Symbolic Reasoning

Published on by Catherine Toulsaly

I once stumbled upon The Rubáiyát of Omar Khayyám through the artist Elihu Vedder who wrote about how we each are a connected piece of an intangible chain, a link among kindred spirits. Whether they are encounters in real time or whose legacy we inherit, they sow in our hearts lingering feelings about a kind of collective thinking that blossoms in time and space. Consequently, we are also convinced that our words, actions, and existence will plant a seed in future minds. 

John Locke wrote that something has existed from eternity, something that has always been there as if it were by the necessity of its own nature (1). Three hundred years later, Max Plank argued that something may be a chameleon force by which all matter originates and exists. Within such a prerequisite relationship of reference (2), whatever exists should have in time and space cause of its existence.

Words, signs, and symbols that we consciously select as a vehicle for expression and their translation into terms of reference depend upon the freedom of the acting being fueled by an inner feeling stitched in the depth of time. Reason would have us believe, however, that as much as we cannot anticipate the future, the accidental character of events does not allow us to conceive all the stages and occurrences the Universe has gone through from its initial conditions, let alone at its quantum state.

Required actions:
#1 Answer these questions about the essay on symbolic reasoning:
(a) Through which artist did the writer come upon The Rubáiyát of Omar Khayyám?
(b) How long after John Locke did Max Plank make his argument?
(c) What does the accidental character of events not allow us to conceive?
#2 List every person named in the essay on symbolic reasoning, including the byline.
#3 Transcribe the passage of the essay on symbolic reasoning starting at "Symbolic Reasoning" and ending at "in future minds.".

Dataset excerpt:
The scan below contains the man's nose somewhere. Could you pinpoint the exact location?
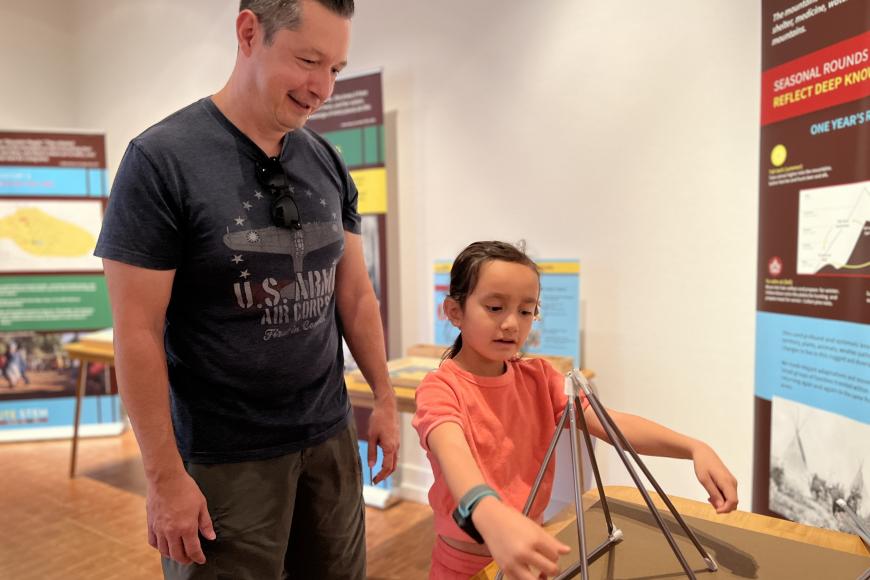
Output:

Solved problems:
#1
(a) Elihu Vedder.
(b) Three hundred years later.
(c) All the stages and occurrences the Universe has gone through from its initial conditions, let alone at its quantum state.

#2
Catherine Toulsaly
Omar Khayyám
Elihu Vedder
John Locke
Max Plank

#3
Symbolic Reasoning

Published on by Catherine Toulsaly

I once stumbled upon The Rubáiyát of Omar Khayyám through the artist Elihu Vedder who wrote about how we each are a connected piece of an intangible chain, a link among kindred spirits. Whether they are encounters in real time or whose legacy we inherit, they sow in our hearts lingering feelings about a kind of collective thinking that blossoms in time and space. Consequently, we are also convinced that our words, actions, and existence will plant a seed in future minds.